From the line with "Labeling batch C. For the image above, tag the brown and" through the final line, please write out the listing exactly, including both of those lines.

(Extracted data entries)
·····

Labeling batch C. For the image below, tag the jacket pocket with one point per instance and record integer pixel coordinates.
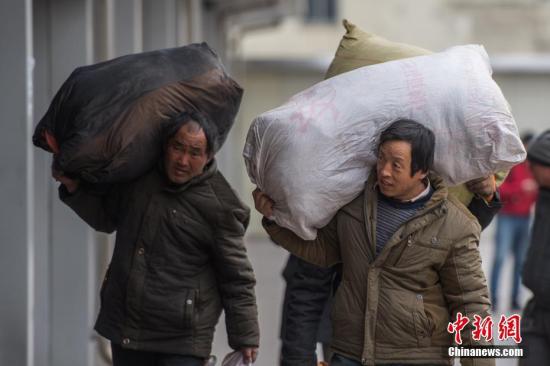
(189, 308)
(423, 326)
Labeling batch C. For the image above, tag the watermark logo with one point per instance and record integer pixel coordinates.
(509, 327)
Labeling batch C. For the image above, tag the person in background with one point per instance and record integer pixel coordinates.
(518, 193)
(536, 270)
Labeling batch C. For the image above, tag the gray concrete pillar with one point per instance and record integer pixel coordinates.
(16, 185)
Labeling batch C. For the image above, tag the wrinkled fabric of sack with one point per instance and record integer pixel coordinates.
(313, 154)
(108, 119)
(359, 48)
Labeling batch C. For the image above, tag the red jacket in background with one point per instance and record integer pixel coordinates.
(517, 193)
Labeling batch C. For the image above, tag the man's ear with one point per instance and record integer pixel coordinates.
(423, 174)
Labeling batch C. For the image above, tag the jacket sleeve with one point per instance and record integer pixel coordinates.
(465, 288)
(323, 251)
(236, 279)
(485, 211)
(99, 210)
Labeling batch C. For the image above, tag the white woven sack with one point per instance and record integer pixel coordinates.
(313, 154)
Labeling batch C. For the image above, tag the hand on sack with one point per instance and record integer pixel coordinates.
(249, 354)
(529, 185)
(263, 203)
(70, 184)
(485, 187)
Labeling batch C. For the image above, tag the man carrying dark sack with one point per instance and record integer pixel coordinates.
(310, 289)
(410, 260)
(536, 270)
(179, 257)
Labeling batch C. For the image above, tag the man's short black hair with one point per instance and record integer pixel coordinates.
(181, 119)
(421, 138)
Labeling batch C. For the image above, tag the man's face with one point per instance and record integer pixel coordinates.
(541, 173)
(394, 171)
(186, 153)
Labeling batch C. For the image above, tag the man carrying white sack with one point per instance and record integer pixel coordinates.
(409, 258)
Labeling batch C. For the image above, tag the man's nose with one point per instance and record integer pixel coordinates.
(385, 170)
(184, 159)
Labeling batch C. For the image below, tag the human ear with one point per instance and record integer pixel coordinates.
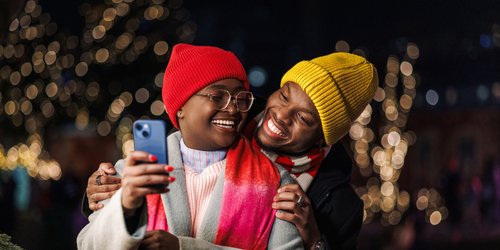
(180, 114)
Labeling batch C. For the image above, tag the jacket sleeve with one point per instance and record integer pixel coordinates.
(284, 234)
(107, 228)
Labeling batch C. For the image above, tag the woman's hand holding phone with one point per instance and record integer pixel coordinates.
(142, 176)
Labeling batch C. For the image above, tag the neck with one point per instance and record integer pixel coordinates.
(198, 160)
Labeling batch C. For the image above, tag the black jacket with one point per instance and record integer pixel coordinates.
(337, 208)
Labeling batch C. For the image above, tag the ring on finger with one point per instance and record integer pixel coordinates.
(98, 180)
(300, 201)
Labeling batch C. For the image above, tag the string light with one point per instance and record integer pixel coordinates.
(386, 158)
(47, 75)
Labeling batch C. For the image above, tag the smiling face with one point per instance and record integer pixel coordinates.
(203, 127)
(291, 122)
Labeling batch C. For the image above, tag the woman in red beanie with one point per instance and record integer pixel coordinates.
(221, 181)
(300, 108)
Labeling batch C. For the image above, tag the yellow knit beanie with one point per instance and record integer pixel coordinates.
(340, 85)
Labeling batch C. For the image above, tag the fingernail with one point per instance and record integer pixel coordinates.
(153, 158)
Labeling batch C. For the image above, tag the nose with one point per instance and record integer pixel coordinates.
(283, 115)
(232, 108)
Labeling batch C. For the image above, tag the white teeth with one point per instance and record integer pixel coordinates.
(275, 129)
(223, 123)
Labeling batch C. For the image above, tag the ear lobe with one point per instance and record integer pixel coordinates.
(180, 114)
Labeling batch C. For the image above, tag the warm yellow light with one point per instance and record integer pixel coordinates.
(435, 218)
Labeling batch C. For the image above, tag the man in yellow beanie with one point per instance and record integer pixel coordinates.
(299, 130)
(314, 108)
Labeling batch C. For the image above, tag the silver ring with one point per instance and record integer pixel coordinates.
(98, 180)
(300, 201)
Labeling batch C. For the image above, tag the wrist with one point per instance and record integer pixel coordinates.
(319, 245)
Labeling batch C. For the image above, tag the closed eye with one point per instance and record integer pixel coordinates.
(283, 96)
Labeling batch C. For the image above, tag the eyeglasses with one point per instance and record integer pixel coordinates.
(243, 100)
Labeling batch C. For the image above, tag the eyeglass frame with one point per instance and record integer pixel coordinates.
(232, 98)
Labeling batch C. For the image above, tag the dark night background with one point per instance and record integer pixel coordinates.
(458, 143)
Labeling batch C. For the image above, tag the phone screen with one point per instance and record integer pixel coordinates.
(150, 136)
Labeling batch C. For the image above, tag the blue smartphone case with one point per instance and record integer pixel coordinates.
(150, 136)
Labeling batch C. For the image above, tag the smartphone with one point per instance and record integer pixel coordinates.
(150, 136)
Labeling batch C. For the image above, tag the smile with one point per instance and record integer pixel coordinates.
(274, 129)
(223, 123)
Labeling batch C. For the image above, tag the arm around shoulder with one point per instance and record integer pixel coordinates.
(107, 228)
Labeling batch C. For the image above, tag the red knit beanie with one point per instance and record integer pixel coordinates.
(192, 68)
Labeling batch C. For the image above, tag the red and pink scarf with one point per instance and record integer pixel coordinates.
(303, 168)
(251, 181)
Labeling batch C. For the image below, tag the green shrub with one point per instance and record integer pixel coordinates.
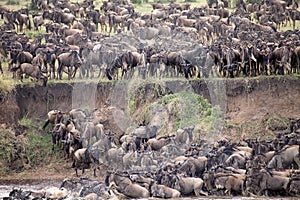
(12, 2)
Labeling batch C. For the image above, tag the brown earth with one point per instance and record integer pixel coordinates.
(255, 107)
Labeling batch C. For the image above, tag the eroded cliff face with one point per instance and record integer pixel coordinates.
(243, 99)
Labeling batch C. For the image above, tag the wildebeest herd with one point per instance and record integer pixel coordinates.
(172, 40)
(142, 164)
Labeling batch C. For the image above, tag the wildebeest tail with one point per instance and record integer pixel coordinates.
(46, 124)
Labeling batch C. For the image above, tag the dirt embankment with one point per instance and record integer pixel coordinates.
(245, 100)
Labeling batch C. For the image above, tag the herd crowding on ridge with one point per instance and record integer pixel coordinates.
(173, 40)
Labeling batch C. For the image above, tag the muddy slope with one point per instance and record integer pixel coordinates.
(243, 99)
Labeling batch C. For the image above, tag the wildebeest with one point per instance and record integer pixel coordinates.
(83, 159)
(32, 71)
(71, 60)
(125, 185)
(285, 158)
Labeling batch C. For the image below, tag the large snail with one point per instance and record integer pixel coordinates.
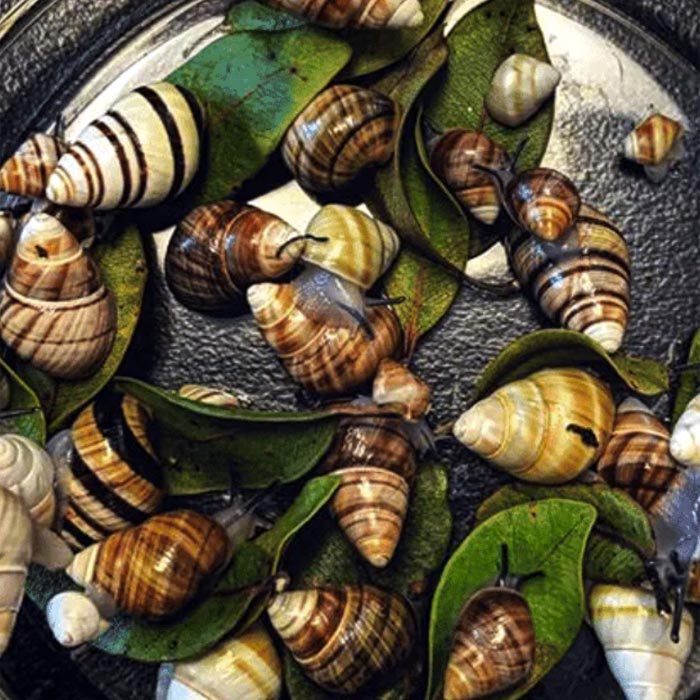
(145, 150)
(582, 280)
(344, 638)
(546, 428)
(341, 132)
(55, 313)
(641, 656)
(245, 667)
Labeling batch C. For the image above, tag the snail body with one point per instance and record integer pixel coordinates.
(344, 638)
(144, 151)
(547, 428)
(582, 280)
(344, 130)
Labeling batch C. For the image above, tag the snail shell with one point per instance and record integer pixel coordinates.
(74, 619)
(28, 471)
(637, 643)
(156, 568)
(546, 428)
(323, 356)
(344, 130)
(145, 150)
(377, 463)
(27, 172)
(356, 14)
(520, 86)
(246, 667)
(581, 282)
(221, 248)
(637, 457)
(452, 158)
(54, 312)
(344, 638)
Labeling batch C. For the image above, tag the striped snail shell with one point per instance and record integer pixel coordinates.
(145, 150)
(546, 428)
(352, 245)
(343, 130)
(221, 248)
(356, 14)
(344, 638)
(111, 475)
(246, 667)
(520, 86)
(323, 355)
(376, 463)
(154, 569)
(452, 158)
(638, 648)
(55, 313)
(27, 172)
(637, 457)
(582, 281)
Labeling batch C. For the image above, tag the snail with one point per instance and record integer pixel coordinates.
(26, 173)
(54, 312)
(344, 638)
(452, 157)
(656, 143)
(582, 280)
(356, 14)
(646, 664)
(246, 667)
(221, 248)
(344, 130)
(108, 470)
(322, 352)
(546, 428)
(144, 151)
(520, 86)
(494, 643)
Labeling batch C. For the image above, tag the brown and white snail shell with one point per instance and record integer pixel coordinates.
(344, 638)
(55, 313)
(144, 151)
(547, 428)
(341, 132)
(582, 280)
(520, 86)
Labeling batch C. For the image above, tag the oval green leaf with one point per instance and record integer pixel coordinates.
(549, 536)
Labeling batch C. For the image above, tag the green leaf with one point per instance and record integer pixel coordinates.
(254, 84)
(562, 348)
(549, 536)
(620, 519)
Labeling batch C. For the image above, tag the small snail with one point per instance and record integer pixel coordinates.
(221, 248)
(494, 642)
(452, 157)
(344, 638)
(547, 428)
(646, 664)
(246, 667)
(356, 14)
(582, 280)
(656, 143)
(54, 312)
(520, 86)
(145, 150)
(108, 470)
(344, 130)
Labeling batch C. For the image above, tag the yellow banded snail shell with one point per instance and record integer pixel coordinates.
(546, 428)
(55, 313)
(143, 151)
(341, 132)
(344, 638)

·····

● RESULT FOR THIS TASK
Labeling batch C. For the image above, tag the brown and white snail shell with one point per instance and record integer pixel coordinates.
(344, 638)
(55, 313)
(144, 151)
(547, 428)
(341, 132)
(582, 280)
(520, 86)
Labeling batch C. For the image above, tag the oval green leaf with one point per instance and record integer pixel coordinates.
(549, 536)
Labeling batch C. For the image above, tag the green leaf with one point per instance and record integer pixel coordinates.
(254, 84)
(562, 348)
(549, 536)
(620, 519)
Labeling batch C. For the image above, tag the small snail with one point per instance and record integer pixel coordinates.
(221, 248)
(494, 642)
(452, 157)
(344, 638)
(547, 428)
(646, 664)
(246, 667)
(356, 14)
(582, 280)
(656, 143)
(54, 312)
(520, 86)
(145, 150)
(108, 470)
(344, 130)
Labeling batch C. For the image above, tag the yellow banded snail shell with one point per instance and record integer pixel coordinates.
(546, 428)
(55, 313)
(143, 151)
(341, 132)
(344, 638)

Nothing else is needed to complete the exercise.